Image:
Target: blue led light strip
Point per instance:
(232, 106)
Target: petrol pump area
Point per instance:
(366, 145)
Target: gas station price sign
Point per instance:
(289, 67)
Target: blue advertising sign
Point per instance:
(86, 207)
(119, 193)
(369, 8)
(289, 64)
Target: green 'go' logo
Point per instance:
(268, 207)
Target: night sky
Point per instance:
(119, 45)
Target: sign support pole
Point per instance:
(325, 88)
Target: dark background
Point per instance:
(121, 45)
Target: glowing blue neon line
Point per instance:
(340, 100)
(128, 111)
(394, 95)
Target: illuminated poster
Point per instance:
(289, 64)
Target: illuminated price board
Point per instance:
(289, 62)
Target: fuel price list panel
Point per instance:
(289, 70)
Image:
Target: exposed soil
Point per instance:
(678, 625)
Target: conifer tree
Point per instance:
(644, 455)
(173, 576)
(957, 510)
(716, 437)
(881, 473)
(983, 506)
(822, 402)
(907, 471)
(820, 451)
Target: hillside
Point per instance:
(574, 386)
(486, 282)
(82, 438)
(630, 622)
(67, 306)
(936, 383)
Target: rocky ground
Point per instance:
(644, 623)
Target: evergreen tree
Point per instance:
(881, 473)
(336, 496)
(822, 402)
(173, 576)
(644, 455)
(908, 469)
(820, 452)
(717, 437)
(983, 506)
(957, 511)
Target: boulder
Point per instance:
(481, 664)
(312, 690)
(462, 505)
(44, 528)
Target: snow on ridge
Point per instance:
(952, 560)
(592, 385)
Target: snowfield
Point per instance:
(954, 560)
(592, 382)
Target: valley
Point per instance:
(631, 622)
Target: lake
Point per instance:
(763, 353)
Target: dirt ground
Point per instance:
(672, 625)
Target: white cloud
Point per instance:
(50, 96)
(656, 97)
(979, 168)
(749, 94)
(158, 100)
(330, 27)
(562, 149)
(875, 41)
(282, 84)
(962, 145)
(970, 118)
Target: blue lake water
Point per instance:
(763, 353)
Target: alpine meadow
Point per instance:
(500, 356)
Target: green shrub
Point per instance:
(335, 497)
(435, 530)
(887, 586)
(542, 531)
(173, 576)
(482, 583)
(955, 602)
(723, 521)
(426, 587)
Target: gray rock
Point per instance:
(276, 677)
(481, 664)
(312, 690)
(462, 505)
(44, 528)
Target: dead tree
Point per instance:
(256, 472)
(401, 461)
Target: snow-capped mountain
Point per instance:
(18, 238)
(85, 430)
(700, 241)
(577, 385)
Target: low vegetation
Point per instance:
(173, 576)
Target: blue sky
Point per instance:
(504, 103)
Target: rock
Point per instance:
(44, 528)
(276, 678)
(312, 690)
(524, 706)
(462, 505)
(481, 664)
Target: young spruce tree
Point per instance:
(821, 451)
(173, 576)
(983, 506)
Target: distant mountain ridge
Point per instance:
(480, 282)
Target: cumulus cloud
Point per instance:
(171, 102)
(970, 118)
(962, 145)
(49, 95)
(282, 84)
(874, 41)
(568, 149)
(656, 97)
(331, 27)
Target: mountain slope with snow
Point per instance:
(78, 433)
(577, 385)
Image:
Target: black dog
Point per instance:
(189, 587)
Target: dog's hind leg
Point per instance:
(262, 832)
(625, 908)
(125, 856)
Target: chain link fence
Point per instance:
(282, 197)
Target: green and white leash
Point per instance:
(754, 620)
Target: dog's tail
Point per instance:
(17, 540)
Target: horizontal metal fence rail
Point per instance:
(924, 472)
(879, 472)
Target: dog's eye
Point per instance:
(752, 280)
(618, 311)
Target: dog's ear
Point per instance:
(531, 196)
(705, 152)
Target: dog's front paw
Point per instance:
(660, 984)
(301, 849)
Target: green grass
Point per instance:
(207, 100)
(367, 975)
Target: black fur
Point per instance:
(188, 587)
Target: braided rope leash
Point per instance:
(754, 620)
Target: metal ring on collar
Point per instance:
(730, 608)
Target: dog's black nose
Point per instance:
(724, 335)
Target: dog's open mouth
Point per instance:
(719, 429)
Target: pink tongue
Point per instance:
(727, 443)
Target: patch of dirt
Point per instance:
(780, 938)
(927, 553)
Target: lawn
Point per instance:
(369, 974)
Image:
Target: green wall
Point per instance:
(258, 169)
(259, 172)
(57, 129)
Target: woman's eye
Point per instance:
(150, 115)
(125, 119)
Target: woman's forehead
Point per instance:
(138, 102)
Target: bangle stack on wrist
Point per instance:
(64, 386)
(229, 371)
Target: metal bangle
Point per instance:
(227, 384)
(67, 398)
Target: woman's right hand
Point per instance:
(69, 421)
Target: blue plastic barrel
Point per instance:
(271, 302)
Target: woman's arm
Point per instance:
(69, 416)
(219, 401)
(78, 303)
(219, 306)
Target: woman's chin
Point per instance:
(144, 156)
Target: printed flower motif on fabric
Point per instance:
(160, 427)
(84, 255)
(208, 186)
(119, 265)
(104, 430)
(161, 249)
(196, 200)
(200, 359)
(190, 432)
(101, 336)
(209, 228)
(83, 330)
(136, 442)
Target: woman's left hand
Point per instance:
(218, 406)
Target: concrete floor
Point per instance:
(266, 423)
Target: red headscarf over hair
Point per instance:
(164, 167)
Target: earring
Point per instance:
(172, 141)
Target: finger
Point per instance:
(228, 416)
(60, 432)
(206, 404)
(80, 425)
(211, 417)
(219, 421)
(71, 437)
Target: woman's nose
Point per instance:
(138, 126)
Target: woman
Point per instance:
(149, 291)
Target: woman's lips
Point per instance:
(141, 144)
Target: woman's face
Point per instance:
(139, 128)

****************************************

→ **What to work on**
Make an exact copy of the data above.

→ **Exercise answer**
Image:
Target: blue led light strip
Point per instance:
(232, 106)
Target: petrol pump area
Point per instance:
(366, 145)
Target: gas station price sign
Point per instance:
(289, 67)
Target: blue advertising sign
Point per instance:
(86, 207)
(119, 193)
(369, 8)
(289, 64)
Target: green 'go' logo
Point per instance:
(268, 207)
Target: night sky
Point per instance:
(119, 45)
Target: sign support pole
Point per instance:
(325, 88)
Target: dark background
Point per instance:
(121, 45)
Target: glowing blue neon line
Point per instance:
(340, 100)
(128, 111)
(394, 95)
Target: illuminated poster
Point per instance:
(289, 64)
Target: illuminated price board
Point per instance:
(289, 62)
Target: fuel price list panel
Point per instance:
(289, 70)
Image:
Target: exposed soil
Point per instance:
(678, 625)
Target: conifer tree
Point per instance:
(644, 455)
(173, 576)
(957, 510)
(716, 437)
(881, 473)
(983, 506)
(822, 402)
(907, 471)
(820, 451)
Target: hillside
Point per instance:
(574, 386)
(486, 282)
(82, 438)
(630, 622)
(67, 306)
(936, 383)
Target: rocky ground
Point per instance:
(644, 623)
Target: evergreen tree
Point per instance:
(881, 473)
(336, 496)
(822, 402)
(173, 576)
(644, 455)
(908, 469)
(820, 452)
(717, 437)
(983, 506)
(957, 511)
Target: boulder
Point per instance:
(481, 664)
(312, 690)
(462, 505)
(44, 528)
Target: snow on ridge
Point per instance:
(952, 560)
(592, 385)
Target: snowfield
Point per instance:
(954, 560)
(592, 382)
Target: valley
Point per instance:
(631, 622)
Target: lake
Point per instance:
(763, 353)
Target: dirt ground
Point per instance:
(672, 625)
Target: white cloud
Point per instance:
(50, 96)
(656, 97)
(979, 168)
(749, 94)
(158, 100)
(330, 27)
(562, 149)
(875, 41)
(282, 84)
(962, 145)
(970, 118)
Target: blue lake water
Point per instance:
(763, 353)
Target: alpine meadow
Point per instance:
(500, 356)
Target: green shrub
Point per instance:
(335, 497)
(435, 530)
(887, 586)
(542, 531)
(173, 576)
(482, 583)
(955, 602)
(723, 521)
(426, 587)
Target: gray rock
Point per instance:
(276, 677)
(481, 664)
(312, 690)
(462, 505)
(44, 528)
Target: dead tree
Point per instance:
(256, 472)
(401, 461)
Target: snow-capped mountain
Point per instance:
(18, 238)
(85, 430)
(700, 241)
(577, 385)
Target: low vegetation
Point per instance:
(173, 576)
Target: blue sky
Point per instance:
(504, 103)
Target: rock
Point per instance:
(44, 528)
(276, 678)
(312, 690)
(524, 706)
(462, 505)
(481, 664)
Target: young spruce tree
Point per instance:
(821, 451)
(173, 576)
(983, 506)
Target: distant mountain ridge
Point per instance:
(480, 282)
Target: cumulus cloud
Point per instance:
(171, 102)
(970, 118)
(962, 145)
(49, 95)
(282, 84)
(874, 41)
(568, 149)
(656, 97)
(331, 27)
Target: mountain slope with snow
Point per instance:
(78, 433)
(577, 385)
Image:
Target: black dog
Point per instance:
(189, 587)
Target: dog's hind leg
Point per instance:
(262, 832)
(625, 908)
(125, 856)
Target: chain link fence
Point per instance:
(282, 197)
Target: green and white leash
Point per instance:
(754, 620)
Target: dog's tail
Point per instance:
(17, 540)
Target: horizontal metal fence rail
Point per instance:
(924, 472)
(879, 472)
Target: dog's eye
Point per instance:
(752, 280)
(618, 311)
Target: dog's ear
Point per instance:
(531, 196)
(705, 152)
Target: dog's front paw
Point per instance:
(660, 984)
(301, 849)
Target: green grass
Point per instance:
(207, 100)
(367, 975)
Target: black fur
Point per instance:
(188, 587)
Target: braided rope leash
Point per instance:
(754, 620)
Target: metal ring on collar
Point per instance:
(730, 608)
Target: dog's black nose
Point per instance:
(724, 335)
Target: dog's open mouth
Point per instance:
(719, 429)
Target: pink tongue
Point per instance:
(727, 443)
Target: patch of dirt
Point per instance:
(780, 938)
(927, 553)
Target: lawn
Point per instance:
(369, 974)
Image:
Target: green wall
Point per instance:
(258, 169)
(259, 172)
(57, 129)
Target: woman's eye
Point per instance:
(150, 115)
(125, 119)
Target: woman's forehead
Point per instance:
(138, 102)
Target: bangle stack on wrist
Point per instance:
(64, 386)
(229, 371)
Target: metal bangle
Point per instance:
(227, 384)
(67, 398)
Target: woman's right hand
Point per instance:
(69, 421)
Target: blue plastic barrel
Point per instance:
(271, 302)
Target: woman's arm
Point per instance:
(69, 416)
(219, 401)
(78, 303)
(219, 306)
Target: woman's chin
Point per instance:
(144, 156)
Target: printed flower motif on fabric
Point per instance:
(160, 427)
(84, 255)
(208, 186)
(119, 265)
(104, 430)
(161, 249)
(196, 200)
(200, 359)
(190, 432)
(101, 336)
(209, 228)
(83, 330)
(136, 442)
Target: woman's left hand
Point per instance:
(218, 406)
Target: concrete floor
Point per instance:
(266, 423)
Target: red headscarf over hair
Point per instance:
(164, 167)
Target: earring
Point per instance:
(172, 141)
Target: finger
Point per instance:
(228, 416)
(60, 432)
(206, 404)
(80, 425)
(211, 417)
(219, 421)
(71, 437)
Target: woman's nose
Point per instance:
(138, 126)
Target: woman
Point per instance:
(149, 291)
Target: woman's lips
Point per instance:
(141, 144)
Target: woman's face
Point per instance:
(139, 128)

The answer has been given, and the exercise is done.